### [WHAT YOU SHOULD DO]
Copy out the material below, switching every "shelf-audit tool" to "inventory tool" and leaving all else as it stands.

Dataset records
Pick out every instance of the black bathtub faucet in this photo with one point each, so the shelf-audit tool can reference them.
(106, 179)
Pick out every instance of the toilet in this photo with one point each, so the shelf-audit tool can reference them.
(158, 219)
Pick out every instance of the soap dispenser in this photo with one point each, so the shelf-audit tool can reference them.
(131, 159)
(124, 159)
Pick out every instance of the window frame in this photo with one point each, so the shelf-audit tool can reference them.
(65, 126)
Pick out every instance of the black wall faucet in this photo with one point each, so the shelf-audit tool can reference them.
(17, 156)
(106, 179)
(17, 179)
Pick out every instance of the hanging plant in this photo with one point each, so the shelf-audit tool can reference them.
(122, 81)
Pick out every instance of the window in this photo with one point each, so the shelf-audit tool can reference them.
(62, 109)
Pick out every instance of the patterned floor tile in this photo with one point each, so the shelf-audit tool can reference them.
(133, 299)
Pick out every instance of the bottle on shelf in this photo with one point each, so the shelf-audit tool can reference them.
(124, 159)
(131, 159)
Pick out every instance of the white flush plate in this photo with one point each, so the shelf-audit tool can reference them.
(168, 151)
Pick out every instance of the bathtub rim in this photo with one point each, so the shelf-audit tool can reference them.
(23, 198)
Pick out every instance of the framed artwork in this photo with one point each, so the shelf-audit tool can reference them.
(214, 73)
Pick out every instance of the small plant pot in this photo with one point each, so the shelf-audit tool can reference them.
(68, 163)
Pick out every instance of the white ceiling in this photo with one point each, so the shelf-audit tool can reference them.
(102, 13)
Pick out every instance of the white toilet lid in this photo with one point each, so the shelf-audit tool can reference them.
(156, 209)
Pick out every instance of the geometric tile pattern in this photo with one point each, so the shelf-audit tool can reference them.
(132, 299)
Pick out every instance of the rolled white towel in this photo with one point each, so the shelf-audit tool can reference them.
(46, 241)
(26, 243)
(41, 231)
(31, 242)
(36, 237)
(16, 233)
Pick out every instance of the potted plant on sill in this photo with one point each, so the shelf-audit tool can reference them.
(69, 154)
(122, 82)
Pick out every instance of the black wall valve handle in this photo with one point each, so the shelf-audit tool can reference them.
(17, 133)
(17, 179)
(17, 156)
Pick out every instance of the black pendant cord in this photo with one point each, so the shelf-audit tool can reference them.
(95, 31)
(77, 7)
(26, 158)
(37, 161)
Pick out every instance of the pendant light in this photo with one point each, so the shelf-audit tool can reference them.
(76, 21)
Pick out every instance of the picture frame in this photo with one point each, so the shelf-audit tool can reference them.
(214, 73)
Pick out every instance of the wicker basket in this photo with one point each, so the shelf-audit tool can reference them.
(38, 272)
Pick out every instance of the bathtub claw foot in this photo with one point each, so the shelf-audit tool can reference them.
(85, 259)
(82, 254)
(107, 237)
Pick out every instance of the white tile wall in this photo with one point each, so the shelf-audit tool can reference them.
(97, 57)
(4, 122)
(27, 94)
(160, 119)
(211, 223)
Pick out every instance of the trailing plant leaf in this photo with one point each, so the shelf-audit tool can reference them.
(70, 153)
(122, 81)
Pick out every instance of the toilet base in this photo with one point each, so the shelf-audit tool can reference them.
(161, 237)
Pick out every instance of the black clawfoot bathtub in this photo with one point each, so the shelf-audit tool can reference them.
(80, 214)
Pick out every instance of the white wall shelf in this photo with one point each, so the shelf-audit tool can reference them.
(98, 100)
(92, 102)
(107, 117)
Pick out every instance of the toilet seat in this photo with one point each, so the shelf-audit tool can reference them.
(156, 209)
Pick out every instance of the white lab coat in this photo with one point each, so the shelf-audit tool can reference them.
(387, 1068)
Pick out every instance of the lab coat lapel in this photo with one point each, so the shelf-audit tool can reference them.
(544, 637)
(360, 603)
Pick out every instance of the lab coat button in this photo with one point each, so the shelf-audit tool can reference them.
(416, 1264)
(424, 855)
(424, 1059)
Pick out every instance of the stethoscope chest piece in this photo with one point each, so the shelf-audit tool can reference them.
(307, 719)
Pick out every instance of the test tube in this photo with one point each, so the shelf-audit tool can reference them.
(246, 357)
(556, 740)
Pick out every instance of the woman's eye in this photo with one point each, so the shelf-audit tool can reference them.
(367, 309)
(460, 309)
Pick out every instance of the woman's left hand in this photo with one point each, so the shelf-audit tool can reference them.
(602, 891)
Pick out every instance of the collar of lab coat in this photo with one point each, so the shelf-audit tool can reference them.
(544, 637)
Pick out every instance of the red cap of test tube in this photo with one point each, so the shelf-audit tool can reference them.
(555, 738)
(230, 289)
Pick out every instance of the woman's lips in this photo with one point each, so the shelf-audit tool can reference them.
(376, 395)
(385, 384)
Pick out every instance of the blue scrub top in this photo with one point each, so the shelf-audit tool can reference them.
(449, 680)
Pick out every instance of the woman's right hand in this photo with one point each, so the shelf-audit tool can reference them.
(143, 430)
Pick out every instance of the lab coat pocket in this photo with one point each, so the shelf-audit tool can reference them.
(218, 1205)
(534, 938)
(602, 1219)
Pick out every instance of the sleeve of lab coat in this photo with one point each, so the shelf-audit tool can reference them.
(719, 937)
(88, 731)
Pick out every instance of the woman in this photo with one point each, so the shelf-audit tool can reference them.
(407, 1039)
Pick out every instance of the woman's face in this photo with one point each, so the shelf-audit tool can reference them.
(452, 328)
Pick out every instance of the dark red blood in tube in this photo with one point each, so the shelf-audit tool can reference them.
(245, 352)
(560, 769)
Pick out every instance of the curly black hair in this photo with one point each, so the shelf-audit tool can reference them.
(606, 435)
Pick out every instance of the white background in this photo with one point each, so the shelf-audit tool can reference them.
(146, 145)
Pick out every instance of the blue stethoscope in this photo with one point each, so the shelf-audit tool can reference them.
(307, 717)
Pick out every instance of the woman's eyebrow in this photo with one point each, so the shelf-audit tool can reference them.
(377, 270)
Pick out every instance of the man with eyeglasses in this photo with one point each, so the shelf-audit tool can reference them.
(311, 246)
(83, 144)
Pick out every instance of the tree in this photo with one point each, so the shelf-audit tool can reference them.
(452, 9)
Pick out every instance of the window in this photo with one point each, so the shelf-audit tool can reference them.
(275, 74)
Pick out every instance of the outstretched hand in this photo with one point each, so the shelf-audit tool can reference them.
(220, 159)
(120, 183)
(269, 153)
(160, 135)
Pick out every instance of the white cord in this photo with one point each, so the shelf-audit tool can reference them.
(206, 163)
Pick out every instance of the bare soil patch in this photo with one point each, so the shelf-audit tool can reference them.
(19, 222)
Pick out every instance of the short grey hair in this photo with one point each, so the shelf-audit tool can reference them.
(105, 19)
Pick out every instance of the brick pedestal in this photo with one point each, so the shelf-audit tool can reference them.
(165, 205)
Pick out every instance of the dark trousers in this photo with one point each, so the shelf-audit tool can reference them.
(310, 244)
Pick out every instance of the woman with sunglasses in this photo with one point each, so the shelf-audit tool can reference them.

### [EXERCISE RESULT]
Pick out every instance of the black bathtub faucet in this photo with one point each, so the inventory tool can reference them.
(106, 179)
Pick out every instance of the toilet in this photo with one point each, so the inventory tool can reference them.
(158, 219)
Pick out every instance of the soap dispenser in this photo with one point each, so the inventory tool can reference them.
(131, 159)
(124, 159)
Pick out every instance of the window frame in this photo with one point each, so the inventory tool can reference them.
(65, 126)
Pick out every instance of the black wall faucet in this photo with one point each, so the inventory tool can reference them.
(17, 156)
(106, 179)
(17, 179)
Pick out every instance of the hanging plant in this photo with one point each, so the inventory tool can reference them.
(122, 81)
Pick out every instance of the window in this photo with one point each, so the inventory tool can reference them.
(62, 109)
Pick out every instance of the patterned floor tile in this photo with one point each, so the inventory tool can reference them.
(133, 299)
Pick out every instance of the bottle on shelf in this photo with one point each, so the inventory tool can reference them.
(124, 159)
(131, 159)
Pick out every instance of the white flush plate in this photo with one point each, so the inventory tool can reference them.
(168, 151)
Pick out every instance of the bathtub rim in this photo with one point each, so the inventory tool can reference them.
(23, 198)
Pick out every instance of the framed artwork in this photo with one point each, so the inventory tool can reference them.
(214, 73)
Pick out every instance of the small plant pot in this photo with one point each, so the inventory tool can reference them.
(68, 163)
Pick out every instance of the white ceiling in this photo with one point each, so the inventory tool can reference them.
(102, 13)
Pick out every instance of the white toilet lid in this photo with one point each, so the inventory tool can reference them.
(156, 209)
Pick out every instance of the geometric tile pattern in this photo with one point each, so the inventory tool can reference them.
(132, 299)
Pick out every instance of the rolled white towel in this photo with one point each, so the inventory tool can reference them.
(46, 241)
(26, 243)
(41, 231)
(31, 242)
(36, 237)
(16, 233)
Pick out every instance of the potted plant on sill in this photo with one point each, so the inventory tool can reference them.
(69, 154)
(122, 82)
Pick out every instance of the black wall valve handle in this photo with one point each, so the inventory tool can reference them.
(17, 133)
(17, 179)
(17, 156)
Pick out every instance of the black pendant cord in this photo with one point each, so the inventory tool can reference them.
(95, 31)
(77, 7)
(26, 158)
(37, 161)
Pick out every instance of the pendant light in this photo with one point each, so the inventory tool can reference them.
(76, 21)
Pick out every instance of the picture frame in this photo with one point each, so the inventory tool can reference them.
(214, 73)
Pick out every instance of the wicker basket in this photo with one point each, so the inventory tool can reference them.
(38, 272)
Pick out every instance of the bathtub claw foot in this photo with one point each, so the inventory tool can reference them.
(85, 259)
(82, 254)
(107, 237)
Pick out every instance of the white tile wall in this photo with one point each, so the inventory tool can reference them.
(97, 57)
(4, 122)
(27, 94)
(160, 119)
(211, 223)
Pick out every instance of the trailing plant leaf in this photo with one point each, so the inventory tool can reference them.
(70, 153)
(122, 81)
Pick out every instance of the toilet base in this photo with one point each, so the inventory tool can reference them.
(161, 237)
Pick out every instance of the black clawfoot bathtub in this photo with one point each, so the inventory tool can reference them.
(80, 214)
Pick out every instance of the white wall shelf in this photo with one point each, so the inventory tool can reference them.
(98, 100)
(92, 102)
(107, 117)
Pick out every instance of the toilet seat in this photo with one point each, so the inventory tool can reference them.
(156, 209)
Pick out every instance of the white lab coat in this photo with one point each, so the inventory tool can reference them.
(387, 1068)
Pick out every instance of the lab coat lapel in this photo with one point each, so the inventory tool can reference them.
(544, 637)
(360, 603)
Pick out every instance of the lab coat button in this photo with one point each, so the inventory tool can reference them.
(416, 1264)
(424, 855)
(424, 1059)
Pick out every instance of the stethoscope chest piece in this photo with one point each, so the inventory tool can reference them.
(307, 719)
Pick out every instance of the test tube in this photo with one point each, so the inventory tool can reference them.
(246, 357)
(556, 740)
Pick out every instance of the woman's eye in this photo with one point each, so the inventory tool can reference them.
(367, 309)
(460, 309)
Pick out every instance of the woman's left hand in this photo with one point each, so the inventory tool can reference them.
(602, 891)
Pick out every instance of the collar of lab coat in this photo with one point each, so the inventory tool can reference them.
(544, 637)
Pick out every instance of the red cap of test tube in this photo with one point each, so the inventory tool can reference them.
(555, 738)
(230, 289)
Pick out every instance of the woman's lips in this photo with one point each, so the inventory tool can reference them.
(376, 395)
(385, 384)
Pick out every instance of the blue scrub top in this photo with one point each, so the inventory tool can reference them.
(449, 680)
Pick out every instance of the woman's right hand in this photo with one point each, so the inventory tool can reference them.
(143, 430)
Pick out every instance of the lab coat pocket in this photo with one point each, so the inventory tool can reference them.
(218, 1205)
(534, 938)
(602, 1219)
Pick out every instance of the sleeve of lab coat in this photo with one point each, so the inventory tool can reference them.
(719, 937)
(88, 731)
Pick out every instance of the woman in this photo with one point each, so the inventory tool can reference them.
(407, 1039)
Pick out every instance of the woman's face in this photo with one point each, so the inventory tool can reference them.
(452, 328)
Pick out every instance of the dark red blood in tube in this photo with one point each, so the inventory tool can reference them.
(245, 352)
(560, 769)
Pick out every instance of the curly black hair in this photo with one point each, so the inventory tool can reference them.
(606, 435)
Pick out every instance of the white background in this photo with one point each, so the inventory tool can reference them.
(146, 145)
Pick out every instance of the blue stethoscope in this photo with one point each, so the inventory tool can reference them.
(307, 717)
Pick out every instance of the woman's eyebrow in this photo with one point each, so the inventory tool can reference them.
(377, 270)
Pick out every instance of the man with eyeglasses in this photo with one point each, so the inventory tool can reference them.
(311, 246)
(83, 144)
Pick out every instance of the tree in this photo with one point each, so the inventory tool can reference them.
(452, 9)
Pick out every instance of the window in this photo with one point each, so the inventory tool can reference them.
(275, 74)
Pick out every instance of the outstretched hand in this photo with one point each, so the inventory tool can reference them.
(220, 159)
(120, 183)
(269, 153)
(160, 135)
Pick out every instance of the white cord in this photo with one point each, so the inventory tool can reference them.
(206, 163)
Pick out every instance of the bare soil patch in this photo with one point each, so the inventory tool can reference them.
(19, 222)
Pick out every instance of the short grey hair in this photo with one point each, so the inventory tool can reference them.
(105, 19)
Pick out every instance of the brick pedestal in this photo with one point each, so the inventory tool can reference them.
(165, 205)
Pick out every instance of the dark trousers in this photo with one point each, so the inventory tool can reference them.
(310, 244)
Pick out every instance of the woman with sunglasses in this photo with one point each, so the inventory tool can reference them.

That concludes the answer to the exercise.